TASK STATEMENT:
Your output is the line containing "point: fingernail" plus all lines after it to the end of the records, reproduced exactly, with nothing else.

· · · · ·

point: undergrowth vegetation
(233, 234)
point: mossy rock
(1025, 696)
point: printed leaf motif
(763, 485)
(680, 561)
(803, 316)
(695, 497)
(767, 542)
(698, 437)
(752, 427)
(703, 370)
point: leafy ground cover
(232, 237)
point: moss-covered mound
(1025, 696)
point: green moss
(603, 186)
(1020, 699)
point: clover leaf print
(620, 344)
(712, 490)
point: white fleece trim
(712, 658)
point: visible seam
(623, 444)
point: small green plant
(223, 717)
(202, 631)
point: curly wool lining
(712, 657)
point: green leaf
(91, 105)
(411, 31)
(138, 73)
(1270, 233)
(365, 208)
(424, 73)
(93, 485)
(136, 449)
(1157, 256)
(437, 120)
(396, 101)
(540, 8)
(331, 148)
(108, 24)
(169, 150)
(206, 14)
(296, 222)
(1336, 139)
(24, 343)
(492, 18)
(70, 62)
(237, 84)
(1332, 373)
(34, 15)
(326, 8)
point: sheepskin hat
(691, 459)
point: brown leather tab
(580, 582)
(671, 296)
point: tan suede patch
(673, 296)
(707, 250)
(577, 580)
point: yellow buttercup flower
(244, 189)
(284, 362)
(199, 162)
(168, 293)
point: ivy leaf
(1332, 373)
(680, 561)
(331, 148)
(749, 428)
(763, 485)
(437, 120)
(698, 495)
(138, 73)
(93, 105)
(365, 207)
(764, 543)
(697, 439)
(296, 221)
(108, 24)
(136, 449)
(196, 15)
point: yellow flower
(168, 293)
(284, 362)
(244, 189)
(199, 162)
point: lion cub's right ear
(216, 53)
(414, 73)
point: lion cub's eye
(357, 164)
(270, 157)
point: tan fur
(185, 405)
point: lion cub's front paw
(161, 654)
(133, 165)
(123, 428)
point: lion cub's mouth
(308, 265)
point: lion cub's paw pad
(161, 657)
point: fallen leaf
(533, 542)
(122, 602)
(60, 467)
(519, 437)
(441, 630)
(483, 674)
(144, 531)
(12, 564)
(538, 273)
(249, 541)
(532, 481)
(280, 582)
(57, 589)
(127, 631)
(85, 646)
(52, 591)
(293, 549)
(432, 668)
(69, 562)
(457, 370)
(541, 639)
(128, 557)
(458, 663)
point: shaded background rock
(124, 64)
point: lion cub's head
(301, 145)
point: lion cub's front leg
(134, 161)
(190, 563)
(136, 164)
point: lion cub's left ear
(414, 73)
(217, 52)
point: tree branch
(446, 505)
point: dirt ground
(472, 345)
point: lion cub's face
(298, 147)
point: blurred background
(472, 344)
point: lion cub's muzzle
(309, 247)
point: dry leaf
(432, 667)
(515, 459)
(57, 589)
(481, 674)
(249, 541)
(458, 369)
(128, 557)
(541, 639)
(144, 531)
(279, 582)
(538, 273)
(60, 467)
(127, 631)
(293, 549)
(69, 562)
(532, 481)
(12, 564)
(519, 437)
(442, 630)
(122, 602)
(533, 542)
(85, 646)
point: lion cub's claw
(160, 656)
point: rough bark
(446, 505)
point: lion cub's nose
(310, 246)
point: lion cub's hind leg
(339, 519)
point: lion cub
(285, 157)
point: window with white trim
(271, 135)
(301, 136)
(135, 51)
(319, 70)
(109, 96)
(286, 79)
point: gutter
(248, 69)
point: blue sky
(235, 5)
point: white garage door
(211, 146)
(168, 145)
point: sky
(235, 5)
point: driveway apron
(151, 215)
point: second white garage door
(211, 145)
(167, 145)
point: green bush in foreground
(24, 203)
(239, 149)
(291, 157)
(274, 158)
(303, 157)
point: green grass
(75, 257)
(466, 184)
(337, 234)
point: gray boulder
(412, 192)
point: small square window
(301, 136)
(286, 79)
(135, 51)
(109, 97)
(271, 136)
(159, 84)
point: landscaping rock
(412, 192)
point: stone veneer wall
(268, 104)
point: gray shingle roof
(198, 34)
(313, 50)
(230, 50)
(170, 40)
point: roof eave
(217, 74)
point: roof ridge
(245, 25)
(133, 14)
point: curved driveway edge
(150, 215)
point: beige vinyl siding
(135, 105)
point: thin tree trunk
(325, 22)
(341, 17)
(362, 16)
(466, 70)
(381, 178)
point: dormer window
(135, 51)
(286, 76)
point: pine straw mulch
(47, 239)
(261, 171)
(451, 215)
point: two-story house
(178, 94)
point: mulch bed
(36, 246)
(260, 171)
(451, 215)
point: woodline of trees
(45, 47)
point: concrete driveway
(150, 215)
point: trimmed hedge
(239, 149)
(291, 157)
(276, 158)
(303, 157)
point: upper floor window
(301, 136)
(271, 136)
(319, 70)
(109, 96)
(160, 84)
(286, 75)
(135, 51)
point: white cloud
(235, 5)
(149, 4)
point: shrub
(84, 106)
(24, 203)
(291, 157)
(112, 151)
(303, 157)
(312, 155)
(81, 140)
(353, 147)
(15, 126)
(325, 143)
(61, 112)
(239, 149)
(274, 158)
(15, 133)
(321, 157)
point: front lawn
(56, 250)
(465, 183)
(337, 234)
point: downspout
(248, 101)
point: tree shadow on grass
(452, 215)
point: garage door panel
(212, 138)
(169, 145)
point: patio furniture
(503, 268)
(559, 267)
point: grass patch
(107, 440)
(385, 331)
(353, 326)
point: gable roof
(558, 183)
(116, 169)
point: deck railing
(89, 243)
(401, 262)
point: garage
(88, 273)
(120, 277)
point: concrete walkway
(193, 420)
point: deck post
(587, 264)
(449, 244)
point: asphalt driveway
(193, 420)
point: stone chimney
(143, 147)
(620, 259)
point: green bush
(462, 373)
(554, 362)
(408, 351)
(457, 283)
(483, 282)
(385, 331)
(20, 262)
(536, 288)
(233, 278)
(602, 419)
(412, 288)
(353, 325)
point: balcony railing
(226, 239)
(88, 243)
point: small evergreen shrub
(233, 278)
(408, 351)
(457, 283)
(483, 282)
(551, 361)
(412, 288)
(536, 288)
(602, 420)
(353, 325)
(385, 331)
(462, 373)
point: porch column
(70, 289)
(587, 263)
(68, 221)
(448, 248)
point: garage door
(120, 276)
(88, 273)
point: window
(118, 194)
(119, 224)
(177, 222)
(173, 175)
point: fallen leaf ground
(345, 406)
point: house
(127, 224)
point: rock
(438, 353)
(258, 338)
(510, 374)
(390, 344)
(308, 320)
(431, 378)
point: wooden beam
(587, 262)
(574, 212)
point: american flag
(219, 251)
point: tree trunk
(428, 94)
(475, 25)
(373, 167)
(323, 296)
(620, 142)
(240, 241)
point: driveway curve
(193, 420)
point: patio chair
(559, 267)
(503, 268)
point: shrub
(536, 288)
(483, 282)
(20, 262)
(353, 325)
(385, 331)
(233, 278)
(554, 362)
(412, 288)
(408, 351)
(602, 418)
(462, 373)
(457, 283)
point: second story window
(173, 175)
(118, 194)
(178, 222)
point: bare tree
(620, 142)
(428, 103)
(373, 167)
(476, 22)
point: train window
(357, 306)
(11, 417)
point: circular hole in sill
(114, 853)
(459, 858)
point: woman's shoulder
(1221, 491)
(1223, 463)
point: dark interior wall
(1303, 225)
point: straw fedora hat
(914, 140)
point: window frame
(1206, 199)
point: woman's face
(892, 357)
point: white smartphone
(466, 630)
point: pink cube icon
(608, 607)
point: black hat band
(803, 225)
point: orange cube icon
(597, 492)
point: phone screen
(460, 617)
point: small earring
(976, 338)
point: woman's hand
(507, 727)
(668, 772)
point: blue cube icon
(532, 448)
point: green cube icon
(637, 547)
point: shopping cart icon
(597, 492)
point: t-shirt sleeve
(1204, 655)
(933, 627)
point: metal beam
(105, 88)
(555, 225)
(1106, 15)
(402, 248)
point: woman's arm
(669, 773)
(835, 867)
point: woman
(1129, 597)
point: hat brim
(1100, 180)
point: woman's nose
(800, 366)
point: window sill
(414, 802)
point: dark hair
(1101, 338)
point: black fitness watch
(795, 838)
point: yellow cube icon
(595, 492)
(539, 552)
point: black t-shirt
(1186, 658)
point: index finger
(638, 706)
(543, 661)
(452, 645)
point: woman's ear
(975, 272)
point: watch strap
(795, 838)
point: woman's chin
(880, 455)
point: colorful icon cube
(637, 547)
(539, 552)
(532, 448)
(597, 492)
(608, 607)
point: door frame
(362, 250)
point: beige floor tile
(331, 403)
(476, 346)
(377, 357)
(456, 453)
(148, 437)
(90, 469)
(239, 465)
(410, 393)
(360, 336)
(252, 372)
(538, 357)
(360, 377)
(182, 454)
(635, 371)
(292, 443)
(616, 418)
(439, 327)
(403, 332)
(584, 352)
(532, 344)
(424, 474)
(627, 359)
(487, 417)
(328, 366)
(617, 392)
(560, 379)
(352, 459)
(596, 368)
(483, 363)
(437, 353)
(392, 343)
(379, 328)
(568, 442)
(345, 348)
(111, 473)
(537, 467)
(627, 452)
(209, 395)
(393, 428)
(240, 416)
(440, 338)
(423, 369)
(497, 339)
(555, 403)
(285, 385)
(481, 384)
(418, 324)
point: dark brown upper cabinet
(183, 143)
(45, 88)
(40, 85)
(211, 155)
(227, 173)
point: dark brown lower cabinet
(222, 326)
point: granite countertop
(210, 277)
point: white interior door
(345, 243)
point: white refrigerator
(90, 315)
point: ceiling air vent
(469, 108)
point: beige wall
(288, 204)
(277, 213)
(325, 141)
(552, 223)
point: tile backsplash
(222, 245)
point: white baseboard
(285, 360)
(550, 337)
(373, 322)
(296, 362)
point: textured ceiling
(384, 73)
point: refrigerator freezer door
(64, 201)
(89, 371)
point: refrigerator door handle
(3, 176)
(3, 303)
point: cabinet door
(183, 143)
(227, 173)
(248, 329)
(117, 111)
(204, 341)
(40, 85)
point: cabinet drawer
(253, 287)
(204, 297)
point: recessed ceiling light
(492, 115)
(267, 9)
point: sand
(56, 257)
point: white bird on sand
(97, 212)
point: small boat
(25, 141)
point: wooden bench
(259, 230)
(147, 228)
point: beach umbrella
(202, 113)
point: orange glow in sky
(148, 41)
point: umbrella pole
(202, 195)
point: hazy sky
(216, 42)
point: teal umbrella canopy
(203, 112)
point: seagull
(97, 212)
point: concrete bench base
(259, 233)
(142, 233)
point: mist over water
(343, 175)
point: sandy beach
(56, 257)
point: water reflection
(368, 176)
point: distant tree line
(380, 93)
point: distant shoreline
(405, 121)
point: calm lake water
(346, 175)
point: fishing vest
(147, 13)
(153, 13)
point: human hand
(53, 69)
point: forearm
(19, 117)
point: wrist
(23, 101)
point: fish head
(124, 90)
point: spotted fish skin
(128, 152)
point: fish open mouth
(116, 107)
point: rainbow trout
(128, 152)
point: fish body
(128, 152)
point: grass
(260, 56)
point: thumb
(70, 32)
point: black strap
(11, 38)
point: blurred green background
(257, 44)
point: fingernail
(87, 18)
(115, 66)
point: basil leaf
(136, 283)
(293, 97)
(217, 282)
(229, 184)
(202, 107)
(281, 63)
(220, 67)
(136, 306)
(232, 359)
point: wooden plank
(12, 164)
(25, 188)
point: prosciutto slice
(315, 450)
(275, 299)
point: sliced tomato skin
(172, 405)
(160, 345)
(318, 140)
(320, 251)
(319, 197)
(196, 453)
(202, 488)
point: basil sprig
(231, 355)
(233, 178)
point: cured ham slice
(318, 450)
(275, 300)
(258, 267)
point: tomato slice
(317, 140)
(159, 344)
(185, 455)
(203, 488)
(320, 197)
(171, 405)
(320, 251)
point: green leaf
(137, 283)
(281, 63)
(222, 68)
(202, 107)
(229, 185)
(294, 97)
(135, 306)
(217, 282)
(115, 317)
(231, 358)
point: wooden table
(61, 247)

· · · · ·

TASK RESPONSE:
point: fingernail
(87, 18)
(115, 66)
point: basil leaf
(136, 283)
(293, 97)
(217, 282)
(229, 184)
(202, 107)
(281, 63)
(220, 67)
(136, 306)
(232, 359)
point: wooden plank
(12, 164)
(25, 188)
point: prosciutto slice
(315, 450)
(275, 299)
point: sliced tomato skin
(172, 405)
(160, 345)
(318, 140)
(320, 251)
(319, 197)
(196, 453)
(202, 488)
point: basil sprig
(231, 355)
(233, 178)
point: cured ham slice
(318, 450)
(275, 300)
(258, 267)
point: tomato slice
(317, 140)
(159, 344)
(185, 455)
(203, 488)
(320, 197)
(171, 405)
(320, 251)
point: green leaf
(137, 283)
(281, 63)
(222, 68)
(202, 107)
(229, 185)
(294, 97)
(135, 306)
(217, 282)
(115, 317)
(231, 358)
point: wooden table
(61, 247)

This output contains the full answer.